### Text segment
[Start of section]

My 110-year-old friend Halie Forstner was reminiscing about the two pandemics she has survived. (How many people do you know who can say that?)
She lost family members to the Spanish flu of 1918-19, “and life was never the same,” she said. Certainly, the loss of lives was catastrophic. The Spanish flu infected 500 million people (one in three worldwide), and killed some 675,000 people in the United States.
USA Today recently reported on the ways in which that pandemic affects our lives more than a century later. The next time you see a tiled bathroom floor, linoleum in the kitchen, or metal bed frames, you can trace it back to the Spanish flu, and soldiers coming home to America from World War I.
The newspaper quoted historian Gary Darden of Fairleigh Dickson University, who said, “The trenches they fought in were filthy, full of lice and rot. When the soldiers returned home, they were obsessed with cleanliness.”
Wood surfaces were difficult to clean, and newly opened theaters and radio stations were advertising cleaning products like Bon Ami, Lysol, and Brillo Soap Pads.
Amid all the tragedy of a global pandemic and a world war, we learned painful lessons that made our world cleaner and healthier.
So when some journalist, many years into the future, attempts to document how American lives changed after the COVID-19 pandemic of 2020-21, what will be written?

[End of section]

### Task A
According to the Spanish flu text, how many people in the United States did that pandemic kill?
### Task B
Carry on the Spanish flu text past its final sentence.
The rows below come from a separate source.

### Record extracts
[Start of section]

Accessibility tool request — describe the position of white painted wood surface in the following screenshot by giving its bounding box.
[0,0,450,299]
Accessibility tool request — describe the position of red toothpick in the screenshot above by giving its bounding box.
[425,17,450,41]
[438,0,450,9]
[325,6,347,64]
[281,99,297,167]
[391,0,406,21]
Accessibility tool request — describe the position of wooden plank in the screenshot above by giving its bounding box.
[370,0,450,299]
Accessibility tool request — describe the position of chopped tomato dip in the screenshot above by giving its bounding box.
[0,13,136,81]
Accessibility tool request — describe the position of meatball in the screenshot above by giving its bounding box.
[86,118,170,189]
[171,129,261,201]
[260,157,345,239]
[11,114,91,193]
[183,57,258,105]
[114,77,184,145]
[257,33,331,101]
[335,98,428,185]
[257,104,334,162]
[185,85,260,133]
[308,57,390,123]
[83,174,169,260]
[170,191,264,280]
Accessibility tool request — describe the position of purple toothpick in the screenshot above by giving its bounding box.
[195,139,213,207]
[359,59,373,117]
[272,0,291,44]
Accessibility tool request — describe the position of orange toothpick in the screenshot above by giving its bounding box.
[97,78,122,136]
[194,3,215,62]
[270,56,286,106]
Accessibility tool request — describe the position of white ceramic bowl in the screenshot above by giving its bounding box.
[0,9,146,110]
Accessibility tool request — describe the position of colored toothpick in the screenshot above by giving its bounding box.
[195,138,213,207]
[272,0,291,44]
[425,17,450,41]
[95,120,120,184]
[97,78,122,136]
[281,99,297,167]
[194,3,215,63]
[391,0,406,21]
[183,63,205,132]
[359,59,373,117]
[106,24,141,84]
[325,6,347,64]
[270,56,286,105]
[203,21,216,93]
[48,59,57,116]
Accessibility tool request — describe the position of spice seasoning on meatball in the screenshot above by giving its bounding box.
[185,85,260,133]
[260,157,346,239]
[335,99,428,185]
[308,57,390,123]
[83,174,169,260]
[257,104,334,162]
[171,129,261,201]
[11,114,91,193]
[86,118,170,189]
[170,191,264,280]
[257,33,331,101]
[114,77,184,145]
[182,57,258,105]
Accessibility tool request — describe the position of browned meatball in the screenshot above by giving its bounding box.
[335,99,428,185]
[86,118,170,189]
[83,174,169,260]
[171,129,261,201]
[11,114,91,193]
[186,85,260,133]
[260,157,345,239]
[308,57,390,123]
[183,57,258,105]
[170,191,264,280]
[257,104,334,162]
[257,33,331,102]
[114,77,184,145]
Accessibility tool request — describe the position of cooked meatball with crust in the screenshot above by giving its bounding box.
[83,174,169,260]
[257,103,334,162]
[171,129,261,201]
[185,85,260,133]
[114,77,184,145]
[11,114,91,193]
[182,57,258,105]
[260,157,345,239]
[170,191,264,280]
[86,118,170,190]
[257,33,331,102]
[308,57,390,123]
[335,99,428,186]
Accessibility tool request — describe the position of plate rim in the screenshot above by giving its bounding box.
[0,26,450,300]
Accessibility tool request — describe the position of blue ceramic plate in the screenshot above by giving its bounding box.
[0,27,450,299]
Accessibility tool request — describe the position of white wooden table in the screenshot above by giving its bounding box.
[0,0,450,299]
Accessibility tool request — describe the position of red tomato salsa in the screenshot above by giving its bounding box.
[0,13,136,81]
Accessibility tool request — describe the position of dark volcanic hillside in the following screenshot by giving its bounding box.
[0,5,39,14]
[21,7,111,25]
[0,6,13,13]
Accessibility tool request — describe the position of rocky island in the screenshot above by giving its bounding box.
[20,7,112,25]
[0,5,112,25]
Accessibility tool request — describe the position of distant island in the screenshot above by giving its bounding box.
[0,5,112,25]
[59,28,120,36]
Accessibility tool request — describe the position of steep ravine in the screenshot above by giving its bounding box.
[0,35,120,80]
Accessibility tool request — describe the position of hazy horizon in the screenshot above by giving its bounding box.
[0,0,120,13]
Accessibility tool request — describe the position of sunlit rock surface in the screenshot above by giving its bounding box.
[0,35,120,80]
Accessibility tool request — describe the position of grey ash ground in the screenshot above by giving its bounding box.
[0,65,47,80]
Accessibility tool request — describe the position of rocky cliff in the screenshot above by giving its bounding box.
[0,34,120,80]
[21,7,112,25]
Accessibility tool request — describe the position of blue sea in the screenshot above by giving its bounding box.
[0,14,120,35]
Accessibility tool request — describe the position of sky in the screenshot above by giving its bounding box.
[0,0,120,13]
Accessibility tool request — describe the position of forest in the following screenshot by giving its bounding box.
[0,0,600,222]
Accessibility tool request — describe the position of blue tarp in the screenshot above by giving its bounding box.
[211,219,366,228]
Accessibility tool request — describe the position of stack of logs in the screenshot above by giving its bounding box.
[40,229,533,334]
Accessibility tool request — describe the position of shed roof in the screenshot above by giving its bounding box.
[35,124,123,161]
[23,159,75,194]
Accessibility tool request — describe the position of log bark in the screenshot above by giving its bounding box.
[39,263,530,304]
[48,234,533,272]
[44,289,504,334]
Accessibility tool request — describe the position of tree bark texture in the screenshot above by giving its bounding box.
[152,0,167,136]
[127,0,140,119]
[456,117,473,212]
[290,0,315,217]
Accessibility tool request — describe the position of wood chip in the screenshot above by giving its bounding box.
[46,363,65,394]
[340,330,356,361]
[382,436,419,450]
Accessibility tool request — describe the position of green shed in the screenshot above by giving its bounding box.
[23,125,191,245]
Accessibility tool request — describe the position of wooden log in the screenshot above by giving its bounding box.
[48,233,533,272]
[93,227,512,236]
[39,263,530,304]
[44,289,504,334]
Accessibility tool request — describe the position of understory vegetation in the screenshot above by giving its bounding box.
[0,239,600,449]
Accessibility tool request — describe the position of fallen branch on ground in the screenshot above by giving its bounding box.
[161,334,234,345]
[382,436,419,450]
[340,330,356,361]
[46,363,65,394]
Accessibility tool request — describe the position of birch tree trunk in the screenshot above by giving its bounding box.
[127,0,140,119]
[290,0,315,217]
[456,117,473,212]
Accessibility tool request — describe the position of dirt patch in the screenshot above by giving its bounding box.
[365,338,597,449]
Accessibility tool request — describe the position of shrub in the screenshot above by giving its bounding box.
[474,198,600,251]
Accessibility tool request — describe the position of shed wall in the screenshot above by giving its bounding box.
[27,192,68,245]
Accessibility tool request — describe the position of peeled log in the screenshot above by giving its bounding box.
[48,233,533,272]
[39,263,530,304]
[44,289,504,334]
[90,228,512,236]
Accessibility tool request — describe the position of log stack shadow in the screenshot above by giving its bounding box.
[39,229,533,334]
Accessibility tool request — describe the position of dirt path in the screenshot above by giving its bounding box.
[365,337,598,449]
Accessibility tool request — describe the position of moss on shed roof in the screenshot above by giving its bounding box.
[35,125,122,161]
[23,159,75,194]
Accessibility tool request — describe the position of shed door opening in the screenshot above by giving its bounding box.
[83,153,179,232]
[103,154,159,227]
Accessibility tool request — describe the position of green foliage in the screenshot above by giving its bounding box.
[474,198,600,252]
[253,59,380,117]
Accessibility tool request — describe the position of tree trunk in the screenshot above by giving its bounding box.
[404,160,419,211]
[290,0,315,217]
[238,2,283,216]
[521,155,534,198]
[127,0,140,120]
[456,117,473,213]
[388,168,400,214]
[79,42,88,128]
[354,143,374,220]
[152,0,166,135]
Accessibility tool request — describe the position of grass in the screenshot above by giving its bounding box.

[End of section]

### Exercise response A
Some 675,000 people.

### Exercise response B
It is too soon to know for sure, but it may likely be remarkable for the nation’s lack of unity in battling an invisible enemy. Will our children and grandchildren be horrified to learn that around half of America laughed off the virus, scoffed at wearing masks, and avoided vaccinations? Or will that merely be considered “standard operating procedure?”
Will Americans of the year 2060, watch old movies and TV shows from a hundred years earlier, and shake their heads in sorrow, or laugh uncontrollably?
I can hear them now. “Seriously, there was some sheriff in Mayberry, North Carolina, who didn’t even carry a gun? You could just walk into his office, without passing through a metal detector? People could just enter his home through an unlocked door? That aunt of his was always handing out fruits and vegetables to people. What if she was trying to poison the whole town? Was there any way of knowing what she was up to?”
I’ve got a long way to go to catch up to my 110-year-old friend, but I have been around long enough to remember when you could board an airplane without surrendering your driver’s license, your shoes, your belt, and your dignity. 9/11 was the disruptive event that set those changes in motion.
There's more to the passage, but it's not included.